Required task: From the listing below, copy out word for word only the lines beginning with the one that contains "Pest-scouting request: point out the blurred" and continuing through the one that contains "(1235, 725)", with both of those lines included. Leave any pictures out of your answer.

Dataset extract:
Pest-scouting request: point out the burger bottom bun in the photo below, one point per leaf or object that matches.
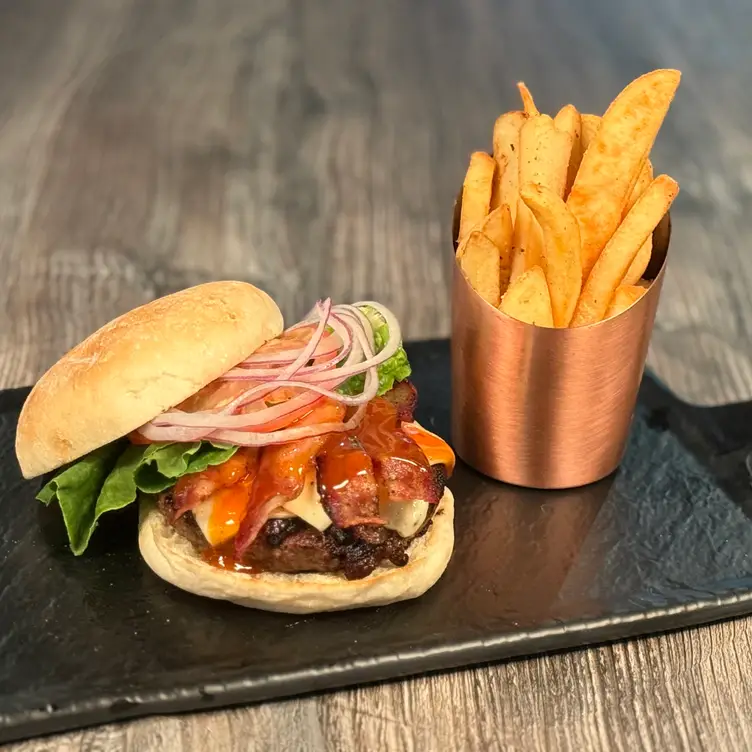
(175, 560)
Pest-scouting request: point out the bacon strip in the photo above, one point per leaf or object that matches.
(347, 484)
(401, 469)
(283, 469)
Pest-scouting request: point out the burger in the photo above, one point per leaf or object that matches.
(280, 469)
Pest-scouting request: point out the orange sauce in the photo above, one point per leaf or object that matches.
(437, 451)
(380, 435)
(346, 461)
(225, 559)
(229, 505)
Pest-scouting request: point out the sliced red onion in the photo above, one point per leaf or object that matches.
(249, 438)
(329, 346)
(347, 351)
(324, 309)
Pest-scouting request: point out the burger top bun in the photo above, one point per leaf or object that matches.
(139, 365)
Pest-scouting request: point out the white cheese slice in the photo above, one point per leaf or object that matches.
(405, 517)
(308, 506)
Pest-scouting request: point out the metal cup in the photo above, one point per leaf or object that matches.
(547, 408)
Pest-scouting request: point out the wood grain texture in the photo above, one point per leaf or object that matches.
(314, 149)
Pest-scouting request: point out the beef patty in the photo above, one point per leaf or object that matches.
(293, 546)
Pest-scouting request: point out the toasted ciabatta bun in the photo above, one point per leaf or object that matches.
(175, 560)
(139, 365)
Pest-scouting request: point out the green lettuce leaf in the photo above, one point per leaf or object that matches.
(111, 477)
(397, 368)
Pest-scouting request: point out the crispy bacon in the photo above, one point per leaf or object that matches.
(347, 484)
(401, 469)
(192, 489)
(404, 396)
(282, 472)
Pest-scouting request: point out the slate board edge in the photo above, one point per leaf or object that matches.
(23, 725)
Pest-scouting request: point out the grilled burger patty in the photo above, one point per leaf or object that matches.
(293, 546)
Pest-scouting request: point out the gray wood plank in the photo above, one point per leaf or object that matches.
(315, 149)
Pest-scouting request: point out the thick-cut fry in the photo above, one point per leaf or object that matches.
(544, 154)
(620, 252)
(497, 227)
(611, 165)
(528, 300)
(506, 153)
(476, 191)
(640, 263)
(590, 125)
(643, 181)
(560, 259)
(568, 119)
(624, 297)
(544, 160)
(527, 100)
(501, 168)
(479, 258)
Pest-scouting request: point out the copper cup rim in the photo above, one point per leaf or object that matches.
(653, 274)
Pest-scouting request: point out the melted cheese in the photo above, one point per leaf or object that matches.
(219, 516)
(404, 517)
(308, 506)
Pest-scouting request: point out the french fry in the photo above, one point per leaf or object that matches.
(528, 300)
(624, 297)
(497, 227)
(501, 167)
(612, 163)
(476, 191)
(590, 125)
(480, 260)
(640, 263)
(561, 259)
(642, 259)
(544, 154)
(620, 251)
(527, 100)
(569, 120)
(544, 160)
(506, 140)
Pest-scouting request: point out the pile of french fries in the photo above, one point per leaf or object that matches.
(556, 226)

--

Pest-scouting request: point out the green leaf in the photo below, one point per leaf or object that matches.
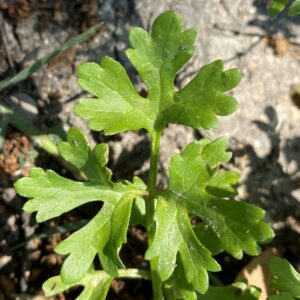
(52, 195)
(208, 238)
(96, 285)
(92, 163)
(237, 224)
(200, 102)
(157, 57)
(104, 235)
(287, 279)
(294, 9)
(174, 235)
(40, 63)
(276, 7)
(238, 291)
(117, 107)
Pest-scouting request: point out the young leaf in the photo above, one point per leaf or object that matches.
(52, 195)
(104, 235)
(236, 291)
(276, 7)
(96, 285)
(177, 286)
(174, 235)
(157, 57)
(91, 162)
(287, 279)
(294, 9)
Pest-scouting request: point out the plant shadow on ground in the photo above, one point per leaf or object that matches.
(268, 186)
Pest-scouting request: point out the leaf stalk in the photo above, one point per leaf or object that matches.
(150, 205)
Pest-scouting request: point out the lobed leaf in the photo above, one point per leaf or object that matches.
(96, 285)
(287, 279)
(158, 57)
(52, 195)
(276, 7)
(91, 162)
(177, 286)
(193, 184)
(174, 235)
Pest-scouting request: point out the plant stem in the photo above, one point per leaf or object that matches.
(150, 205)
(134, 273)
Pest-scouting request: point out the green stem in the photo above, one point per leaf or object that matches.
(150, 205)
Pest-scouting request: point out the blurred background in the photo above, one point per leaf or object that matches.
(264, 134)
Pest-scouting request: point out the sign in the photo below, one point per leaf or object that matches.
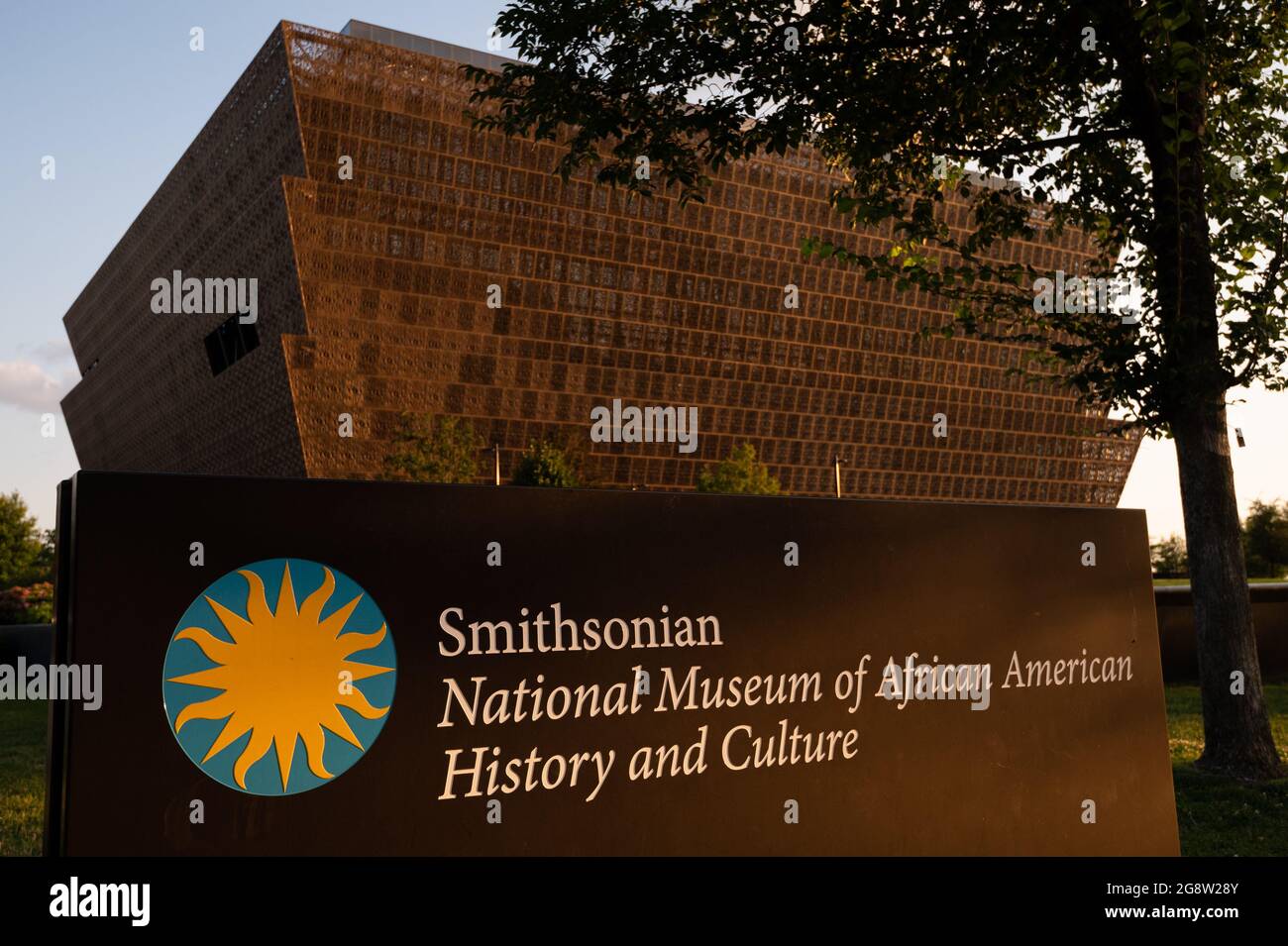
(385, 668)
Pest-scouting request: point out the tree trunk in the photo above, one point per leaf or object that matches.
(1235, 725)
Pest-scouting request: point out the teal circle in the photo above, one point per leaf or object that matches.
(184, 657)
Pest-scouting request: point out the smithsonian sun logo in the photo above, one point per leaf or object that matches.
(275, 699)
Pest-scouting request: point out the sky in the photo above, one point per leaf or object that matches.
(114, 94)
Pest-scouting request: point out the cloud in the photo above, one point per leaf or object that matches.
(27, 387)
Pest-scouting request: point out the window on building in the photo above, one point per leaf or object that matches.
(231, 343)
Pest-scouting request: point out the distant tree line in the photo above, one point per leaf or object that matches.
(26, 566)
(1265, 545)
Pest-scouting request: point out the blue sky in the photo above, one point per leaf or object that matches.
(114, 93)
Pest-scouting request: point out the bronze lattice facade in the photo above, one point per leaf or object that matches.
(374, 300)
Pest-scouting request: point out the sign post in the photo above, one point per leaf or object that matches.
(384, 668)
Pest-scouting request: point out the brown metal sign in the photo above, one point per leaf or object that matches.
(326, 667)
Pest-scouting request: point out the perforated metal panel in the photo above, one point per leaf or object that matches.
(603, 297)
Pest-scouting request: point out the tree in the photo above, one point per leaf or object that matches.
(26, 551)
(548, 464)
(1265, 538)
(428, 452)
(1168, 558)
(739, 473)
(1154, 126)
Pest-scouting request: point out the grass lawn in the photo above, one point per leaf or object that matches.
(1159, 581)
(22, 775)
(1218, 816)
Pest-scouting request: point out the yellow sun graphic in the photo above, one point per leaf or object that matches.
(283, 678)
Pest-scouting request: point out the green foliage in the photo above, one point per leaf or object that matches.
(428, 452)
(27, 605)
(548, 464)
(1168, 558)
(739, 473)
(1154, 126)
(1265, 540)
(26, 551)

==

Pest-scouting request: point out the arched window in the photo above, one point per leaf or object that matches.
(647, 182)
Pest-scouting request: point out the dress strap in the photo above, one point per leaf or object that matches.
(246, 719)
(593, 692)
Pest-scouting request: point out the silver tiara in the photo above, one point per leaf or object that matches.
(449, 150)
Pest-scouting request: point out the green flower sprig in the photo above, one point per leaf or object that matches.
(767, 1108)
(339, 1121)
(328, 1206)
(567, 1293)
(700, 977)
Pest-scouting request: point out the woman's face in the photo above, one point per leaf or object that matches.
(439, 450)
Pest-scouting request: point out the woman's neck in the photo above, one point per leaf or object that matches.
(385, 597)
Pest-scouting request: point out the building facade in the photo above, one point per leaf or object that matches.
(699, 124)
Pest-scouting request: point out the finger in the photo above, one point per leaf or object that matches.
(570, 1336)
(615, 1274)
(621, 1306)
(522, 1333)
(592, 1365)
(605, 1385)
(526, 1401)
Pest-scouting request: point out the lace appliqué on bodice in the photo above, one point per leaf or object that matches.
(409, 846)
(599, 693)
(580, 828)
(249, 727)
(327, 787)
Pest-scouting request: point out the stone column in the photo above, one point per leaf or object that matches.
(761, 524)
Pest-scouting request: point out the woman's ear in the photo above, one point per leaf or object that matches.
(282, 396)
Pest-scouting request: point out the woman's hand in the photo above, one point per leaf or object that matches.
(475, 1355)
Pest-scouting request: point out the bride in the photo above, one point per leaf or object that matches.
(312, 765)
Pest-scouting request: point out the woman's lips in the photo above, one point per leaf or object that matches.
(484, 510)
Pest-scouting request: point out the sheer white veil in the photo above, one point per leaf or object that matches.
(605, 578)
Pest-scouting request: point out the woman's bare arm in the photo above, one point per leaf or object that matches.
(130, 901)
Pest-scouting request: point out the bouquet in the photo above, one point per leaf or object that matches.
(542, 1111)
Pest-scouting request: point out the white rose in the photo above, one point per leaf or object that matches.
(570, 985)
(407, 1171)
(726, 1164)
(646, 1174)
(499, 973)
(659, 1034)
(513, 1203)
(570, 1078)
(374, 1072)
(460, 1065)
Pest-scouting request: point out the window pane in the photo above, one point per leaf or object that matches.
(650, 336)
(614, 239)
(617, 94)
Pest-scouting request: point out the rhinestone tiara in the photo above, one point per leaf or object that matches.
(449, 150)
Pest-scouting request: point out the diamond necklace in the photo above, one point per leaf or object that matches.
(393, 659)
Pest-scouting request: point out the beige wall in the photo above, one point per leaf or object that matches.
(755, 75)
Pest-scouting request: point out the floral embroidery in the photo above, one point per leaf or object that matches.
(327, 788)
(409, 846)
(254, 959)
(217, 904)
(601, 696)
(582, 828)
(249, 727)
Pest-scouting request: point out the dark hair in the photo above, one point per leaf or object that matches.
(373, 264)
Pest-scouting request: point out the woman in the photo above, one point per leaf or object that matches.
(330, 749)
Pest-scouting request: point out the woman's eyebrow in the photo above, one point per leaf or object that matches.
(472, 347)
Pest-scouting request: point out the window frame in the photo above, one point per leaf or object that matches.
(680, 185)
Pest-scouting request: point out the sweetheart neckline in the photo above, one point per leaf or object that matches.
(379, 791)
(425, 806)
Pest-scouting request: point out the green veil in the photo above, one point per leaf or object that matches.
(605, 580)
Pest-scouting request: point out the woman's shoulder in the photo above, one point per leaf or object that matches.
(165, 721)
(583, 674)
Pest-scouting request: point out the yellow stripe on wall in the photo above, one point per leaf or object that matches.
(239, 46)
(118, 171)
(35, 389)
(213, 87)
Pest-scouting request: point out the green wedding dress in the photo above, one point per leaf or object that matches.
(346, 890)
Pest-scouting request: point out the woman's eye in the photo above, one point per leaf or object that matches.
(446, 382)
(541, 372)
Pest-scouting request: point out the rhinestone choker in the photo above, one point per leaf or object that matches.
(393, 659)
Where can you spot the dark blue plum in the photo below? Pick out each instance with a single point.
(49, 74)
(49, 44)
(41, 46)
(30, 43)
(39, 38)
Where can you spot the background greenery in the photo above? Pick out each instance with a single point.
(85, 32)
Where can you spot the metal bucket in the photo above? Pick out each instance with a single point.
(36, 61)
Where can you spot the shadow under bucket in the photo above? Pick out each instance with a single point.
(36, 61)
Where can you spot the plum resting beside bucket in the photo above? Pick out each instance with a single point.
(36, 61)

Output below:
Pest-scouting request: point out the blurred background in the photo above, one point per leaf or object that matches.
(264, 134)
Pest-scouting request: point out the sign in the photo below, one point per leaf or object that matches.
(385, 668)
Pest-scouting request: point out the tree trunk in the photo above, one point per leaf or object that matches.
(1235, 725)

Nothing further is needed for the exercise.